- _The problem_:
Your task is to copy each line of the records that includes the string "white".

(Extracted data entries)
----------

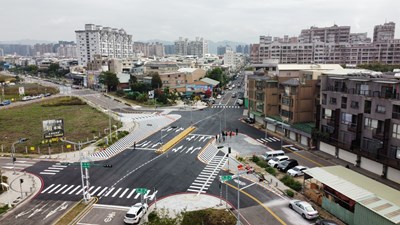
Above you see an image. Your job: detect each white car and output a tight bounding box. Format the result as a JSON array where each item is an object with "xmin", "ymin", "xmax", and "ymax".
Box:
[
  {"xmin": 124, "ymin": 202, "xmax": 148, "ymax": 224},
  {"xmin": 267, "ymin": 155, "xmax": 289, "ymax": 168},
  {"xmin": 216, "ymin": 94, "xmax": 222, "ymax": 99},
  {"xmin": 287, "ymin": 166, "xmax": 308, "ymax": 177},
  {"xmin": 289, "ymin": 200, "xmax": 319, "ymax": 220}
]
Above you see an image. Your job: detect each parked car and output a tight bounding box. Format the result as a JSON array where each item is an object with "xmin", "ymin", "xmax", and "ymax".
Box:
[
  {"xmin": 243, "ymin": 117, "xmax": 255, "ymax": 124},
  {"xmin": 0, "ymin": 100, "xmax": 11, "ymax": 106},
  {"xmin": 316, "ymin": 219, "xmax": 340, "ymax": 225},
  {"xmin": 268, "ymin": 155, "xmax": 289, "ymax": 168},
  {"xmin": 260, "ymin": 150, "xmax": 285, "ymax": 161},
  {"xmin": 22, "ymin": 96, "xmax": 31, "ymax": 101},
  {"xmin": 287, "ymin": 165, "xmax": 308, "ymax": 177},
  {"xmin": 288, "ymin": 200, "xmax": 319, "ymax": 220},
  {"xmin": 277, "ymin": 159, "xmax": 299, "ymax": 172},
  {"xmin": 216, "ymin": 94, "xmax": 222, "ymax": 99},
  {"xmin": 124, "ymin": 202, "xmax": 148, "ymax": 224},
  {"xmin": 232, "ymin": 92, "xmax": 237, "ymax": 98}
]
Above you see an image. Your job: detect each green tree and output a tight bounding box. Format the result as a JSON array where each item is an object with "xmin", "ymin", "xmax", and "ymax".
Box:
[
  {"xmin": 99, "ymin": 71, "xmax": 120, "ymax": 92},
  {"xmin": 206, "ymin": 67, "xmax": 228, "ymax": 86},
  {"xmin": 129, "ymin": 75, "xmax": 138, "ymax": 87},
  {"xmin": 131, "ymin": 82, "xmax": 152, "ymax": 93},
  {"xmin": 150, "ymin": 72, "xmax": 162, "ymax": 89}
]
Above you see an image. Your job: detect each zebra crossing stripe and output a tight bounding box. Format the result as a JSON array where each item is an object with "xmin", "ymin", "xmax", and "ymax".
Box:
[
  {"xmin": 127, "ymin": 189, "xmax": 136, "ymax": 199},
  {"xmin": 187, "ymin": 189, "xmax": 206, "ymax": 193},
  {"xmin": 112, "ymin": 188, "xmax": 123, "ymax": 197},
  {"xmin": 91, "ymin": 186, "xmax": 102, "ymax": 195},
  {"xmin": 47, "ymin": 184, "xmax": 61, "ymax": 194},
  {"xmin": 44, "ymin": 169, "xmax": 59, "ymax": 173},
  {"xmin": 98, "ymin": 187, "xmax": 108, "ymax": 196},
  {"xmin": 75, "ymin": 188, "xmax": 84, "ymax": 195},
  {"xmin": 41, "ymin": 184, "xmax": 55, "ymax": 193},
  {"xmin": 143, "ymin": 190, "xmax": 150, "ymax": 199},
  {"xmin": 49, "ymin": 167, "xmax": 64, "ymax": 170},
  {"xmin": 119, "ymin": 188, "xmax": 129, "ymax": 198},
  {"xmin": 69, "ymin": 186, "xmax": 81, "ymax": 195},
  {"xmin": 62, "ymin": 185, "xmax": 75, "ymax": 194},
  {"xmin": 87, "ymin": 186, "xmax": 95, "ymax": 193},
  {"xmin": 54, "ymin": 184, "xmax": 68, "ymax": 194},
  {"xmin": 134, "ymin": 192, "xmax": 141, "ymax": 199},
  {"xmin": 104, "ymin": 187, "xmax": 115, "ymax": 197}
]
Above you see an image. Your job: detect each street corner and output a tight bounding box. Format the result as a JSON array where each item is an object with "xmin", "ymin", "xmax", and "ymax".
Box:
[{"xmin": 76, "ymin": 204, "xmax": 130, "ymax": 225}]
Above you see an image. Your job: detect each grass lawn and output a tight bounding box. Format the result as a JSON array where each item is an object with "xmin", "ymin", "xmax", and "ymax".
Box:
[
  {"xmin": 0, "ymin": 97, "xmax": 118, "ymax": 155},
  {"xmin": 54, "ymin": 201, "xmax": 88, "ymax": 225}
]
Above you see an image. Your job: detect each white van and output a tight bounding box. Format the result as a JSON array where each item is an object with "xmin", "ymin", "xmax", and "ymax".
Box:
[{"xmin": 261, "ymin": 150, "xmax": 285, "ymax": 161}]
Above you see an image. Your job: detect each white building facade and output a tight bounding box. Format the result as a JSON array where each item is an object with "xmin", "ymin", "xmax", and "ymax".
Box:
[{"xmin": 75, "ymin": 24, "xmax": 134, "ymax": 67}]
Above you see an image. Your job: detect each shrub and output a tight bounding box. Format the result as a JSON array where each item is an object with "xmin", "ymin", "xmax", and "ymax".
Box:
[
  {"xmin": 255, "ymin": 160, "xmax": 268, "ymax": 168},
  {"xmin": 286, "ymin": 189, "xmax": 294, "ymax": 197},
  {"xmin": 147, "ymin": 211, "xmax": 158, "ymax": 222},
  {"xmin": 265, "ymin": 166, "xmax": 276, "ymax": 176},
  {"xmin": 280, "ymin": 175, "xmax": 302, "ymax": 192},
  {"xmin": 116, "ymin": 90, "xmax": 125, "ymax": 97},
  {"xmin": 236, "ymin": 156, "xmax": 244, "ymax": 162},
  {"xmin": 252, "ymin": 155, "xmax": 260, "ymax": 163}
]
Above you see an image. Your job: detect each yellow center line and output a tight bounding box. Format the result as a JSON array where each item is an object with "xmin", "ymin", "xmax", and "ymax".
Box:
[
  {"xmin": 283, "ymin": 146, "xmax": 324, "ymax": 167},
  {"xmin": 226, "ymin": 182, "xmax": 287, "ymax": 225}
]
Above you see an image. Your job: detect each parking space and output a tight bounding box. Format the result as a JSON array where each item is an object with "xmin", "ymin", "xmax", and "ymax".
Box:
[{"xmin": 77, "ymin": 204, "xmax": 130, "ymax": 225}]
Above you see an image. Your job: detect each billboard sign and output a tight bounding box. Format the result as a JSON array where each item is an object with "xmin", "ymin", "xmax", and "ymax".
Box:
[
  {"xmin": 19, "ymin": 87, "xmax": 25, "ymax": 95},
  {"xmin": 185, "ymin": 84, "xmax": 212, "ymax": 93},
  {"xmin": 43, "ymin": 119, "xmax": 64, "ymax": 139}
]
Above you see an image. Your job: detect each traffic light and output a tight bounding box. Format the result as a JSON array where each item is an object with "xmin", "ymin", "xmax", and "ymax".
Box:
[
  {"xmin": 103, "ymin": 164, "xmax": 113, "ymax": 168},
  {"xmin": 20, "ymin": 179, "xmax": 24, "ymax": 184},
  {"xmin": 13, "ymin": 157, "xmax": 16, "ymax": 162},
  {"xmin": 228, "ymin": 147, "xmax": 231, "ymax": 154}
]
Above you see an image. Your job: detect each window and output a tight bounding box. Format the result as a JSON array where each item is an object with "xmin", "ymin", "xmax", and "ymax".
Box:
[
  {"xmin": 341, "ymin": 113, "xmax": 352, "ymax": 124},
  {"xmin": 350, "ymin": 101, "xmax": 359, "ymax": 109},
  {"xmin": 364, "ymin": 100, "xmax": 371, "ymax": 114},
  {"xmin": 393, "ymin": 124, "xmax": 400, "ymax": 139},
  {"xmin": 376, "ymin": 105, "xmax": 386, "ymax": 114},
  {"xmin": 364, "ymin": 117, "xmax": 378, "ymax": 129},
  {"xmin": 329, "ymin": 97, "xmax": 337, "ymax": 105},
  {"xmin": 393, "ymin": 105, "xmax": 400, "ymax": 119},
  {"xmin": 323, "ymin": 108, "xmax": 332, "ymax": 119},
  {"xmin": 341, "ymin": 97, "xmax": 347, "ymax": 109}
]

----------

- _Result of the exercise_:
Above you see an image. Your job: detect each white car and output a tight bounding box. Format the result as a JSON array where each item is an object with "xmin", "ymin", "xmax", and "ymax".
Above you see an image. Your job: detect each white van and output a tight bounding box. Format the result as a JSON array where each item is an object with "xmin", "ymin", "xmax", and "ymax".
Above you see an image. Your job: detect each white building facade and output a tight bounding box. Format the result as a JSON array where each item is an object with "xmin", "ymin", "xmax", and "ymax".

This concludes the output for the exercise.